Assignment:
Locate every line in the records below that holds the word "towel" and return each one.

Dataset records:

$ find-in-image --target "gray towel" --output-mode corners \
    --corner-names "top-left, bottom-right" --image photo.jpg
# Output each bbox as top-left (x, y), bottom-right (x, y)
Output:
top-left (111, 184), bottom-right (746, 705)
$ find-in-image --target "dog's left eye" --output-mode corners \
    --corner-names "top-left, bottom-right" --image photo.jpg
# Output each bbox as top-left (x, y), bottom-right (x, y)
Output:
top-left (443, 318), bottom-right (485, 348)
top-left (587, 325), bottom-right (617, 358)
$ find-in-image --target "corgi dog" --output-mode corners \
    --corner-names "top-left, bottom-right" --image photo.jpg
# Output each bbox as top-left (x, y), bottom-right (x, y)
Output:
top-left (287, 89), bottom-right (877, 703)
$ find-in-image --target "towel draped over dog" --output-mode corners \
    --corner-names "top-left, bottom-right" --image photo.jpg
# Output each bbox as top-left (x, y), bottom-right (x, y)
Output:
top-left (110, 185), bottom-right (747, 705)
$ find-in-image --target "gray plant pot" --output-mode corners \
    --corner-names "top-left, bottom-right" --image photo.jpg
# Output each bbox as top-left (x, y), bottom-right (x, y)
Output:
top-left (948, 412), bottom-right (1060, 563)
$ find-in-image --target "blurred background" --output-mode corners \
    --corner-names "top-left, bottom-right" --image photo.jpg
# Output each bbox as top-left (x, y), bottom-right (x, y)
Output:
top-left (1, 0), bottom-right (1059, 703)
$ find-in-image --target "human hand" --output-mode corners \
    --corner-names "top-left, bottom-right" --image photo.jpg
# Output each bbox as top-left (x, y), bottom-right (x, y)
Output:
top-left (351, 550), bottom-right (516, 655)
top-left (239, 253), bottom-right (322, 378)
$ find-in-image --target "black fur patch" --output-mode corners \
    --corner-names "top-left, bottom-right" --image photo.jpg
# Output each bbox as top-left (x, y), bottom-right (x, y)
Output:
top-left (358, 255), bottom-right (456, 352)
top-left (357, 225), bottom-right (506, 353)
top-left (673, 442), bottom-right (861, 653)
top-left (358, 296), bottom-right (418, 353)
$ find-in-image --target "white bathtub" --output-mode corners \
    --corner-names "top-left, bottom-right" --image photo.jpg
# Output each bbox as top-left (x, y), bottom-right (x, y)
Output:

==

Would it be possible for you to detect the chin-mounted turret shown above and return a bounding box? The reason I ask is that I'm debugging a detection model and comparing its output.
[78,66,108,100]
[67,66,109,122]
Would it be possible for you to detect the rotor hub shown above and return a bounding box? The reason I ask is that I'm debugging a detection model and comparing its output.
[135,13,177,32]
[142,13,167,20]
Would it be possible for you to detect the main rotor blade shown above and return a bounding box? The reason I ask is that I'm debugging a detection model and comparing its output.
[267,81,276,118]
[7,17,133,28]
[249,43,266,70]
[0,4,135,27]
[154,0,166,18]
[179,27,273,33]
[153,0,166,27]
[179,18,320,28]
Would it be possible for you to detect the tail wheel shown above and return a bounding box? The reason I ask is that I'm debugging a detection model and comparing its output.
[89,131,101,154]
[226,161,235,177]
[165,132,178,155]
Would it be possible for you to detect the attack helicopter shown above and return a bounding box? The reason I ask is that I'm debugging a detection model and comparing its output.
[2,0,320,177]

---

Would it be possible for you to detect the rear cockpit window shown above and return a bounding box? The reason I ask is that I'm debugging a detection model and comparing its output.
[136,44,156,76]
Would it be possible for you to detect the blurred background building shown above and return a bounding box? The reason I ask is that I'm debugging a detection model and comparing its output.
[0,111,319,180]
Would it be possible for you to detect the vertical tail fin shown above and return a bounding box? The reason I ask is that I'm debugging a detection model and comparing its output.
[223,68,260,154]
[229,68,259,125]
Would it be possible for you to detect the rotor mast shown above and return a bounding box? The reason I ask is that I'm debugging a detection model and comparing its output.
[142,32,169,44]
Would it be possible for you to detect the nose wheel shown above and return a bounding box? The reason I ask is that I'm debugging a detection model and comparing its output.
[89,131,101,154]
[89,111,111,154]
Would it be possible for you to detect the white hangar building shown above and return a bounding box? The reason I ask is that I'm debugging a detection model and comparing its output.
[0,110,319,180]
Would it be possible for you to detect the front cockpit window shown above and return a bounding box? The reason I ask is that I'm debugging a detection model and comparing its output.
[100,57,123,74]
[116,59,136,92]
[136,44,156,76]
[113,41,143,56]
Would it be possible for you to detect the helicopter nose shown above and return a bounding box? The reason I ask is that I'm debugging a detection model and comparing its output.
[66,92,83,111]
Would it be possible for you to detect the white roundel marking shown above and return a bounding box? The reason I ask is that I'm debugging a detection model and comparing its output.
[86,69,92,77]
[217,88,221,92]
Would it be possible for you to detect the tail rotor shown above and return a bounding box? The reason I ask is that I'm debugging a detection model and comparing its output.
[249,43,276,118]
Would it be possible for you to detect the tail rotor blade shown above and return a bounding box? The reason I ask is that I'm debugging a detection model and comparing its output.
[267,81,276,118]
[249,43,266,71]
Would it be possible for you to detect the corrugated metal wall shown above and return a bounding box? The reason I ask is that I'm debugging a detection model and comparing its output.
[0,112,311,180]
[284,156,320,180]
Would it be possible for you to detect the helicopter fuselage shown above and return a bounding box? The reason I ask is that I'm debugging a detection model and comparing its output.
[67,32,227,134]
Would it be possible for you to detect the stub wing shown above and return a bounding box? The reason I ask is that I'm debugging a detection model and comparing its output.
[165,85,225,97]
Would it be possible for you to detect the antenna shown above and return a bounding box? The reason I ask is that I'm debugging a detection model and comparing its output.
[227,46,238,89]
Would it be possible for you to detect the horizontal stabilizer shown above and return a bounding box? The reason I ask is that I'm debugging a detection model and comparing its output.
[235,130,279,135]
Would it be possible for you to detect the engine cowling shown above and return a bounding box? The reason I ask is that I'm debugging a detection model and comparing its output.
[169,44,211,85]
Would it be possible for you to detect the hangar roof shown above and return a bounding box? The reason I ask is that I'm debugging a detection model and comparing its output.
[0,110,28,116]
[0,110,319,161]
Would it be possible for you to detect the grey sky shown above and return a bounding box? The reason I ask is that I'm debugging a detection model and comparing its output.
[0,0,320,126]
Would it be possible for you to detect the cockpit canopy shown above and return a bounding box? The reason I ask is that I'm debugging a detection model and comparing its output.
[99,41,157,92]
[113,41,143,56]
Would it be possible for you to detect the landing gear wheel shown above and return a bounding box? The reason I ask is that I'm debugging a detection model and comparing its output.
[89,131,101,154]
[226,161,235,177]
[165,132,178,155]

Output for this task:
$ find-in-image --target "gray towel" --output-mode corners \
$ find-in-image --target "towel draped over dog" --output-mode corners \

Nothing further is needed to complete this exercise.